── Information provided ──
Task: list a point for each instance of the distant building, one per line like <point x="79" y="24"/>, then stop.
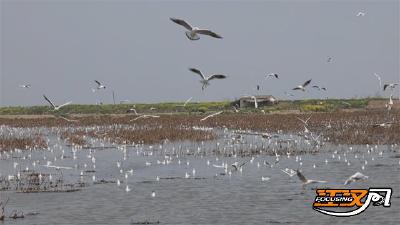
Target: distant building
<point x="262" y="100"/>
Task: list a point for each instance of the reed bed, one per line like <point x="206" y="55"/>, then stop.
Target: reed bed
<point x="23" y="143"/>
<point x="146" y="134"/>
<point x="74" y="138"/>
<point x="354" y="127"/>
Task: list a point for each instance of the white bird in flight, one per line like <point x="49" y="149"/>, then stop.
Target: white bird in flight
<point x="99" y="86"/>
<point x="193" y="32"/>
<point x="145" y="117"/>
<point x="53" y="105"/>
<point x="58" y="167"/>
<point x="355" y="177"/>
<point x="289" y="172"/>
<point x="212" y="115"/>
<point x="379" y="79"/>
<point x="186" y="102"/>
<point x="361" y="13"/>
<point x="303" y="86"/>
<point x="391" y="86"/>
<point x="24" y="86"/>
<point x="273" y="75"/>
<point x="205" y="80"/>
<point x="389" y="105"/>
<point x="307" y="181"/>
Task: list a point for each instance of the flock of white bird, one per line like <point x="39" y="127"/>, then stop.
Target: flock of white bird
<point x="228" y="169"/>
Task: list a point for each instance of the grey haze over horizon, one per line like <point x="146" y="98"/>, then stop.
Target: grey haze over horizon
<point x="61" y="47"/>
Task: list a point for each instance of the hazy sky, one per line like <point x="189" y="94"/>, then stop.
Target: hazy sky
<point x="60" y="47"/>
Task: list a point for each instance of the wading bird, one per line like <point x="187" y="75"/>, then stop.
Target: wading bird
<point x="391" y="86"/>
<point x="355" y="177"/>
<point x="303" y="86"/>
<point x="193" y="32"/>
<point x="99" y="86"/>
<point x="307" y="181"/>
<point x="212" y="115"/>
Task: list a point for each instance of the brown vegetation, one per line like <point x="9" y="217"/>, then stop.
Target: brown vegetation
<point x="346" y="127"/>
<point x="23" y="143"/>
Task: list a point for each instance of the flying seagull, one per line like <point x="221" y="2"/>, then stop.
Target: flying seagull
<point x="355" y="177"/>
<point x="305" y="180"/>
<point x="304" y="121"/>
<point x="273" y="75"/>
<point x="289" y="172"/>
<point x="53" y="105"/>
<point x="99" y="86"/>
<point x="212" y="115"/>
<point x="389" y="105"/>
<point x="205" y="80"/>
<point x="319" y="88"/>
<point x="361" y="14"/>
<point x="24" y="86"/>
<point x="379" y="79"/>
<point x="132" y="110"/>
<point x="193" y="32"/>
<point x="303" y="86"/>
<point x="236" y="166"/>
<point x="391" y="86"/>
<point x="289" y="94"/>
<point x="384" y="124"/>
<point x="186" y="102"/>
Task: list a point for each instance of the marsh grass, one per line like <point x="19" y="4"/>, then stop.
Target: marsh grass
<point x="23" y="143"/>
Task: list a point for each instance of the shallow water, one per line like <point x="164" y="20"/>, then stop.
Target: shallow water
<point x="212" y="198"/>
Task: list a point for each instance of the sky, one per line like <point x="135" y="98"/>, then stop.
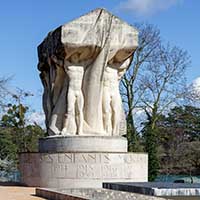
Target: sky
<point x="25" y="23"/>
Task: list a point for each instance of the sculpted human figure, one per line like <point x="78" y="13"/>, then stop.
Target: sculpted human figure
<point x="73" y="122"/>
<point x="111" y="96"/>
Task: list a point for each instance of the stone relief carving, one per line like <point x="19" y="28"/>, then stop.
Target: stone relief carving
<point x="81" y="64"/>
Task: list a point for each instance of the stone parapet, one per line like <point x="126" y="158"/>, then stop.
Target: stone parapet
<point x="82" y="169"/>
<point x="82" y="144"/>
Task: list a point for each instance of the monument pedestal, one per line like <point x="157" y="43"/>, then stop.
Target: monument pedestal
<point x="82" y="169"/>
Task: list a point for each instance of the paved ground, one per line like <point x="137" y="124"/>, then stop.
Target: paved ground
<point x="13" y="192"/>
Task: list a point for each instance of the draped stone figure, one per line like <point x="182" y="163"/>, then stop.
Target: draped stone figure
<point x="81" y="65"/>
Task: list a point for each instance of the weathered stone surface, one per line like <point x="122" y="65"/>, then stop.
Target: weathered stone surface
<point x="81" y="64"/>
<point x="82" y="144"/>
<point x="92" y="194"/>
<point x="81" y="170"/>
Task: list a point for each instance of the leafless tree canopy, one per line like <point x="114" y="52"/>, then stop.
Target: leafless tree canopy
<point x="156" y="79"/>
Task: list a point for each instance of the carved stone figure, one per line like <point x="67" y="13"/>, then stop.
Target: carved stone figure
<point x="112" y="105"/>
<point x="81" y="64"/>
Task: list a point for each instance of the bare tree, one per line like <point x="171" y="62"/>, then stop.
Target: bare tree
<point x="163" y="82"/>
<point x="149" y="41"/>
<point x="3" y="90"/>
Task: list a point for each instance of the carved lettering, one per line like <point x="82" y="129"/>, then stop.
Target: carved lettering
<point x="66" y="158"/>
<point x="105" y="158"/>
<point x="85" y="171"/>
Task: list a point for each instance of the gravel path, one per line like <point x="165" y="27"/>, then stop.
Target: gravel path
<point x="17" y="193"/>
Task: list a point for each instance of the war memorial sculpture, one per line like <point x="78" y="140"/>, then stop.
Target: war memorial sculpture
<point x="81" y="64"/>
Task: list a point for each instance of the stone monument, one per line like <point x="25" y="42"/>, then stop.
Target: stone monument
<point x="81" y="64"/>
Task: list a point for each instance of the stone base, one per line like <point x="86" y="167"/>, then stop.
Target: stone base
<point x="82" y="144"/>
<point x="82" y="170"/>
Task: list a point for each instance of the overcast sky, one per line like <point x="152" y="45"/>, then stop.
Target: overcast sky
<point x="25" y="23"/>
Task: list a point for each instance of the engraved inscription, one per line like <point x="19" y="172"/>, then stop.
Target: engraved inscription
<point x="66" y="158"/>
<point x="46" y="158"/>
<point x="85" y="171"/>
───
● Problem requirements
Would you repeat the material above exactly, line for line, from its first line to the line with "Task: list a point for each instance of the white", including both and skipping every picture?

● Solution for this exercise
Task: list a point for each instance of the distant building, one per line like <point x="79" y="24"/>, then stop.
Target: distant building
<point x="262" y="100"/>
Task: list a point for each instance of the reed bed, one per line like <point x="206" y="55"/>, then stop.
Target: reed bed
<point x="23" y="143"/>
<point x="146" y="134"/>
<point x="74" y="138"/>
<point x="354" y="127"/>
Task: list a point for each instance of the white bird in flight, one per line like <point x="49" y="149"/>, then stop.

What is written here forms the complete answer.